# WORK TO COMPLETE
From the entries below, return exactly the lines beginning at the one that contains "Target: deer mouth" and ending at the one that contains "Tag a single point on each instance of the blurred", both of them included, and only those lines.

-------- RECORDS SHOWN --------

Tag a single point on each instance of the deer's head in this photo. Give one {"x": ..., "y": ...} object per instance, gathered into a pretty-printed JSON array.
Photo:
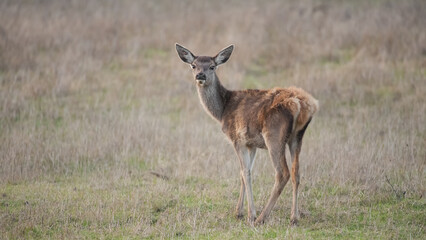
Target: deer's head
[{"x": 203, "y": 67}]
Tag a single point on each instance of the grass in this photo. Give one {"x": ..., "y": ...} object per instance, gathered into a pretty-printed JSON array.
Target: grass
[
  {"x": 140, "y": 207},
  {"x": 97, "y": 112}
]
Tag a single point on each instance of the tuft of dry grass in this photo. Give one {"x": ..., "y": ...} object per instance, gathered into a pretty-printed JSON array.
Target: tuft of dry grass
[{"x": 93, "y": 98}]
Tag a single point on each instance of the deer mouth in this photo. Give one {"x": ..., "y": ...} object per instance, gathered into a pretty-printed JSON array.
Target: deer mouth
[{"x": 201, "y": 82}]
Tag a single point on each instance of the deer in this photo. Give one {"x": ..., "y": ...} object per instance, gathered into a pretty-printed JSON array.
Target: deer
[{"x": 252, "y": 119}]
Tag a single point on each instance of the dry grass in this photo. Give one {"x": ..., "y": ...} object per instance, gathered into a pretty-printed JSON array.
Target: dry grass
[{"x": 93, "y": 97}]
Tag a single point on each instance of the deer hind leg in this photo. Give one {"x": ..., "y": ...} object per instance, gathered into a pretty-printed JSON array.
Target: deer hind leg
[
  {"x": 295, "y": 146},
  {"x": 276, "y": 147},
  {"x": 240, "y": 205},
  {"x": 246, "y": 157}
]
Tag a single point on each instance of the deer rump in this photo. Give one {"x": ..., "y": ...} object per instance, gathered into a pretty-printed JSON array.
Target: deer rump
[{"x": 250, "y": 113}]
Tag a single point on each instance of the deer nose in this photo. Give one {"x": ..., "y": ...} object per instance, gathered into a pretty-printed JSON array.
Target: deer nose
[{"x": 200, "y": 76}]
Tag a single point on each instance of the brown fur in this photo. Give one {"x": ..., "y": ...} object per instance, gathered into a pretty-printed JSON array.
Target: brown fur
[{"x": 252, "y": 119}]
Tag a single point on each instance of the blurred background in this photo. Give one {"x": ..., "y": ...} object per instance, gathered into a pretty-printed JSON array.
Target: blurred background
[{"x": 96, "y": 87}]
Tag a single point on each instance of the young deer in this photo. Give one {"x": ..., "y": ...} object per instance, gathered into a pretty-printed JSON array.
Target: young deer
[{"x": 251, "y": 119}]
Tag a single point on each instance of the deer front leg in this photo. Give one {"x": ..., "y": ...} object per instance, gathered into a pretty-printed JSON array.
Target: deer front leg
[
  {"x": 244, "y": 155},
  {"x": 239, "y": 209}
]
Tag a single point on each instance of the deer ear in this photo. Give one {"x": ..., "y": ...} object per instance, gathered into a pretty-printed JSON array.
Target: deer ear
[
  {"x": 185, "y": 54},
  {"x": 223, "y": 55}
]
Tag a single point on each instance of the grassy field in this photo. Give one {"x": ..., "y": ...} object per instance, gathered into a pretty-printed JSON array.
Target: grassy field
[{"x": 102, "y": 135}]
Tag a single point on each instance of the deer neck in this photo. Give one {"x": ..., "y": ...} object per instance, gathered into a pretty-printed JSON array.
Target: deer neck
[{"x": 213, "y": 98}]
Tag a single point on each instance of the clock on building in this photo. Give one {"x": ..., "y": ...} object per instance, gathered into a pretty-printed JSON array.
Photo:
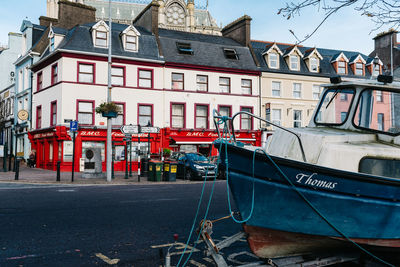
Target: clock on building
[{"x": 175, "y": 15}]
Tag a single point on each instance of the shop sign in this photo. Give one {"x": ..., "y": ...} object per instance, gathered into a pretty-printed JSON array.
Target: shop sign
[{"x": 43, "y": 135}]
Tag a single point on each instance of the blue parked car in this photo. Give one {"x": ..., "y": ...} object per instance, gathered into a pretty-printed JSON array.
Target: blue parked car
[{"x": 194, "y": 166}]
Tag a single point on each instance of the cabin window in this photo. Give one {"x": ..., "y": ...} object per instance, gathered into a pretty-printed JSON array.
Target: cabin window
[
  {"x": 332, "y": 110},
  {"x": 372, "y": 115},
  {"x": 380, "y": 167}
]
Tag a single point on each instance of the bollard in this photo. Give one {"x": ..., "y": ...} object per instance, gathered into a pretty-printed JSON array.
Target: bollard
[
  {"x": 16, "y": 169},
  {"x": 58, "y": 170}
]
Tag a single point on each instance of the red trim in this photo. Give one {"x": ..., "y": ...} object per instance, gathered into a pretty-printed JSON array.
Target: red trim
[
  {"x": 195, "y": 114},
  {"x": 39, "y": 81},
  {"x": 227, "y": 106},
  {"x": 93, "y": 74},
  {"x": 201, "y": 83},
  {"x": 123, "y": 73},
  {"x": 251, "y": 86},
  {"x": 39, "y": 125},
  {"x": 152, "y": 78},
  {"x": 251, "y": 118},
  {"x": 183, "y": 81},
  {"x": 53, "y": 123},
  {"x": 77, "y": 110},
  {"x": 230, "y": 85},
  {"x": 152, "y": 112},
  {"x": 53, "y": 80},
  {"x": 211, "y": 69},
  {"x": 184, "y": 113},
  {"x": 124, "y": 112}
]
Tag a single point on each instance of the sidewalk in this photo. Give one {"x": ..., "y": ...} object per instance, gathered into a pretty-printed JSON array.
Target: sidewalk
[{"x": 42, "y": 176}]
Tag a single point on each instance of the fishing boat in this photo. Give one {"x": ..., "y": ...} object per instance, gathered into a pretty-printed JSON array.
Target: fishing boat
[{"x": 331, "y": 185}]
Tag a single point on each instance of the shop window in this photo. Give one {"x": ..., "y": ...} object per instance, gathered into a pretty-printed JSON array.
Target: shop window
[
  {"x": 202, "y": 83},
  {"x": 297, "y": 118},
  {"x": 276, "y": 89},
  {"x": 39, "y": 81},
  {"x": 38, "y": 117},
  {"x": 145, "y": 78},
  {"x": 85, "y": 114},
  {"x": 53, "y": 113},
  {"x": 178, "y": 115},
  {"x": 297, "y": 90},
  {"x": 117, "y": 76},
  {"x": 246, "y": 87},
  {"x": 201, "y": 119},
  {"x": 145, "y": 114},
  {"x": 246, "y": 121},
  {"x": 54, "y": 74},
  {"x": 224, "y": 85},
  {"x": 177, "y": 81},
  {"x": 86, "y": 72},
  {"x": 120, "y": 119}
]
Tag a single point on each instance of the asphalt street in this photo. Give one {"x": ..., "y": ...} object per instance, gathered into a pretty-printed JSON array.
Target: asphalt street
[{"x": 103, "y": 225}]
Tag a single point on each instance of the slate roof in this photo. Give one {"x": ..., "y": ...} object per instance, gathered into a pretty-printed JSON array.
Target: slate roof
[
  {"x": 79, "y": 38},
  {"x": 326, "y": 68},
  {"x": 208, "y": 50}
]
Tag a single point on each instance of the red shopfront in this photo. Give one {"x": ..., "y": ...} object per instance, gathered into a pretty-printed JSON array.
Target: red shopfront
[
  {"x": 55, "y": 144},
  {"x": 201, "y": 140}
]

--------
-------- RECORDS SHOWN --------

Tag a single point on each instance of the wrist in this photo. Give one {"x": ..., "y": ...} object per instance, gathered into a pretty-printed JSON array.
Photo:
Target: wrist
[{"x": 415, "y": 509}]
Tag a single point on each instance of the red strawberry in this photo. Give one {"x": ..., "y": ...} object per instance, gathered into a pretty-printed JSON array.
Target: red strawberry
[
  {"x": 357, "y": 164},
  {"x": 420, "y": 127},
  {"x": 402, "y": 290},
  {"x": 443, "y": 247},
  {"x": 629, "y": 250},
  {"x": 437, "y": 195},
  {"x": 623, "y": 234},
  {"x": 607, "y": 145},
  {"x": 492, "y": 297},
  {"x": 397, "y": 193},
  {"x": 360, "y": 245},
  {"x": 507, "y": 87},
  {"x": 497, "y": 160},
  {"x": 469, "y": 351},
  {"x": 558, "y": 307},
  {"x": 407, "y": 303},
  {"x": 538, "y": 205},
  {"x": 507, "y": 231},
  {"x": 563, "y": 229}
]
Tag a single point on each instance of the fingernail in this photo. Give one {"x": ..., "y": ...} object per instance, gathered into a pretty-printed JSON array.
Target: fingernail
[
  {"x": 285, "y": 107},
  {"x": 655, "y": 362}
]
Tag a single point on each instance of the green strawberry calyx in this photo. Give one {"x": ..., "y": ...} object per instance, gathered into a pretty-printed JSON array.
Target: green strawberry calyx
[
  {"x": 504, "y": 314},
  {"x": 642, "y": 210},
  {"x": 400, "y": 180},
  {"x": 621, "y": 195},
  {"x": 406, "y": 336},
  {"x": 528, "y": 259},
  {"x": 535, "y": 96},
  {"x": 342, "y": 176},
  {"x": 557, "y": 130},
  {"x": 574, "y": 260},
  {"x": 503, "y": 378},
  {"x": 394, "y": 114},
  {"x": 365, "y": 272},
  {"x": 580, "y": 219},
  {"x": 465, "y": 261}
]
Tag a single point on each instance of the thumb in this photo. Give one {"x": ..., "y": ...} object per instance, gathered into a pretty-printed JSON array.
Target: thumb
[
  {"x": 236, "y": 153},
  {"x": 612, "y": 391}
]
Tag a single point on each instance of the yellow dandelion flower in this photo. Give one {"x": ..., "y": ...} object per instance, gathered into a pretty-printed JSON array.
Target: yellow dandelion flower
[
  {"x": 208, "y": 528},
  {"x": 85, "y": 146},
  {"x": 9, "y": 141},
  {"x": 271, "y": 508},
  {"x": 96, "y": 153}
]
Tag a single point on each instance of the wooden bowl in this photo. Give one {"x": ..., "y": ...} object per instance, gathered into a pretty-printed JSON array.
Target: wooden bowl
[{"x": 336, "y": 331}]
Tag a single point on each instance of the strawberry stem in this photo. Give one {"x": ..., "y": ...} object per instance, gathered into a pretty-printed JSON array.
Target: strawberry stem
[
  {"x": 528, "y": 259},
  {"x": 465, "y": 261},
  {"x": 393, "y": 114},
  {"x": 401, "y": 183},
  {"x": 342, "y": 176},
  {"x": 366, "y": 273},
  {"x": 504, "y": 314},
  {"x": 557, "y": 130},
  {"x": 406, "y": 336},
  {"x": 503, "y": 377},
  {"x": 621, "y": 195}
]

--------

# SOLUTION TO THE PROBLEM
Target: deer mouth
[{"x": 201, "y": 82}]
Tag a single point on each instance of the deer in this photo. Give one {"x": ..., "y": ...} object per instance, gathered into a pretty-printed JSON array.
Target: deer
[{"x": 252, "y": 119}]
Tag a single point on each instance of the dry grass in this photo. Give one {"x": ..., "y": ...} object per instance, gathered into a pretty-printed JSON array.
Target: dry grass
[{"x": 93, "y": 97}]
Tag a single point on each instance of the deer hind leg in this photo. Give one {"x": ..., "y": ...} object per instance, gathered into a pretty-printed JSON array.
Target: deer hind leg
[
  {"x": 295, "y": 146},
  {"x": 276, "y": 147},
  {"x": 240, "y": 205},
  {"x": 246, "y": 157}
]
Tag a single point on each instance of the deer rump in this photo. Give one {"x": ..., "y": ...} object per instance, gathered into a pretty-printed JSON array.
Target: deer rump
[{"x": 250, "y": 113}]
Tag a single point on each instance of the deer nose in this photo. Give one {"x": ..., "y": ...} object per instance, gathered into a pretty-printed JSON array.
Target: deer nose
[{"x": 200, "y": 76}]
Tag a single point on each instance of the brown fur in this photo. Give one {"x": ..., "y": ...} object per instance, gathered into a pretty-printed JSON array.
Target: brown fur
[{"x": 252, "y": 119}]
Tag a single point on each instance of the blurred background in this photo. Give one {"x": ..., "y": ...} object per instance, gathered into a pretty-printed JSON array.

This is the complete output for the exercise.